**Exercise objective**
Return every entry exactly. Leave nothing out.

[Records drawn from a dataset]
[Start of Attachment]

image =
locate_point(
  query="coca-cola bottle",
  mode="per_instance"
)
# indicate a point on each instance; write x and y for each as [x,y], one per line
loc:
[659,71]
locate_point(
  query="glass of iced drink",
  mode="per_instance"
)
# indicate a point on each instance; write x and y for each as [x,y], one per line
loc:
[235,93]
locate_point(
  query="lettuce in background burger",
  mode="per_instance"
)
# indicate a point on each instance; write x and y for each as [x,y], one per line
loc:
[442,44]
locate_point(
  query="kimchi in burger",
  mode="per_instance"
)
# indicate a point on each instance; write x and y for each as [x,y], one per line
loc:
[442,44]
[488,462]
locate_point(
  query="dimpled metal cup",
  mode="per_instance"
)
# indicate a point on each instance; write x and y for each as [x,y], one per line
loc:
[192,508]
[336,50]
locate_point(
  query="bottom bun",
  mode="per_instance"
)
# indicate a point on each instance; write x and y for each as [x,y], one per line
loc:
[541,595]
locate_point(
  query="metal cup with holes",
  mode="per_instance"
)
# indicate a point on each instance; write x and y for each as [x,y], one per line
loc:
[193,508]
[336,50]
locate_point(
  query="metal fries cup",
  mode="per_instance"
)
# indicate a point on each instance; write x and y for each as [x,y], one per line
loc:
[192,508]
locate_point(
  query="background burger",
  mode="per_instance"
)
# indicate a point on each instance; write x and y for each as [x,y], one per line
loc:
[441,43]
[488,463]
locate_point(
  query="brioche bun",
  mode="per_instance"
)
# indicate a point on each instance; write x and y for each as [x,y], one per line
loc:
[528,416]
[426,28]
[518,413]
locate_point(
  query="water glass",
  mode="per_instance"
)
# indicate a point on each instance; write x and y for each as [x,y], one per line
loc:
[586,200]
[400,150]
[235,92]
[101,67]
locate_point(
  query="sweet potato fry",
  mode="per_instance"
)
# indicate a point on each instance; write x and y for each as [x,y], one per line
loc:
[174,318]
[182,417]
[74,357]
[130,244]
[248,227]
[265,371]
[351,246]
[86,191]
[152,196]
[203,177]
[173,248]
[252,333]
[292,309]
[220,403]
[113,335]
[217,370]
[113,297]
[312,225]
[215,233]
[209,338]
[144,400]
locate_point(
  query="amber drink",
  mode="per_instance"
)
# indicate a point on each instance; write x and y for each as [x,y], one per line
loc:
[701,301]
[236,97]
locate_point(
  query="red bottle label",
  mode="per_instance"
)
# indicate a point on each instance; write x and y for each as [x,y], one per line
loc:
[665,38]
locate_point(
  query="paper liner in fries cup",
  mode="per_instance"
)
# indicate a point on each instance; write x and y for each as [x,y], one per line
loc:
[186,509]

[End of Attachment]

**Solution to the problem**
image =
locate_point(
  query="coca-cola bottle",
  mode="per_instance"
)
# indicate a point on each instance; write x and y for each as [x,y], one per line
loc:
[659,71]
locate_point(
  query="glass of iced drink",
  mode="per_instance"
)
# indicate a point on each instance; write x and y for each as [x,y], one per line
loc:
[235,93]
locate_point(
  query="lettuce in background burger",
  mode="per_instance"
)
# indicate a point on each instance; write x and y for each as [x,y], one per line
loc:
[442,44]
locate_point(
  query="kimchi in burger",
  mode="per_instance"
)
# indicate a point on each instance; write x and y for each as [x,y], one per line
loc:
[442,44]
[488,462]
locate_point(
  query="dimpled metal cup",
  mode="per_instance"
)
# indicate a point on each instance; write x and y for each as [x,y], one per line
loc:
[192,508]
[336,50]
locate_point(
  query="bottom bun",
  mode="per_instance"
)
# indicate a point on each instance; write x and y for each as [x,y], one per line
loc:
[541,595]
locate_point(
  query="metal cup with holes",
  mode="per_instance"
)
# indicate a point on each instance; write x and y for each as [x,y], one per line
loc:
[193,508]
[336,50]
locate_point(
  query="metal fries cup",
  mode="per_instance"
)
# indicate a point on each instance; write x and y for each as [x,y], one per line
loc:
[192,508]
locate_point(
  query="background burger",
  mode="per_instance"
)
# indicate a point on each instance; write x and y for each as [x,y], one per line
loc:
[441,43]
[488,463]
locate_point(
  query="brioche bun",
  mode="per_instance"
)
# indicate a point on each instance; write x and y for each as [x,y], one per line
loc:
[528,416]
[426,28]
[518,413]
locate_point(
  query="water glass",
  mode="per_instance"
)
# indicate a point on each instance; write x and y for each as [x,y], one per line
loc:
[586,200]
[400,150]
[235,92]
[101,67]
locate_point(
  query="sweet potato fry",
  mode="per_instance"
)
# indicate a point on each instance; write x and y for each as [x,y], one per line
loc:
[174,318]
[182,417]
[74,357]
[130,244]
[248,227]
[265,371]
[351,246]
[86,191]
[152,196]
[203,177]
[173,248]
[252,333]
[292,309]
[220,403]
[113,335]
[217,370]
[113,297]
[312,225]
[215,233]
[209,338]
[144,400]
locate_point(
  query="amber drink",
  mode="per_instance"
)
# indicate a point on each instance; write x and y for each as [x,y], one per line
loc:
[701,301]
[236,97]
locate_point(
  query="red bottle label",
  mode="per_instance"
)
# indicate a point on each instance; write x and y for each as [x,y], one per line
loc:
[665,38]
locate_point(
  query="paper liner in fries cup",
  mode="per_instance"
)
# indicate a point on each instance; write x and y for each as [x,y], one per line
loc:
[186,509]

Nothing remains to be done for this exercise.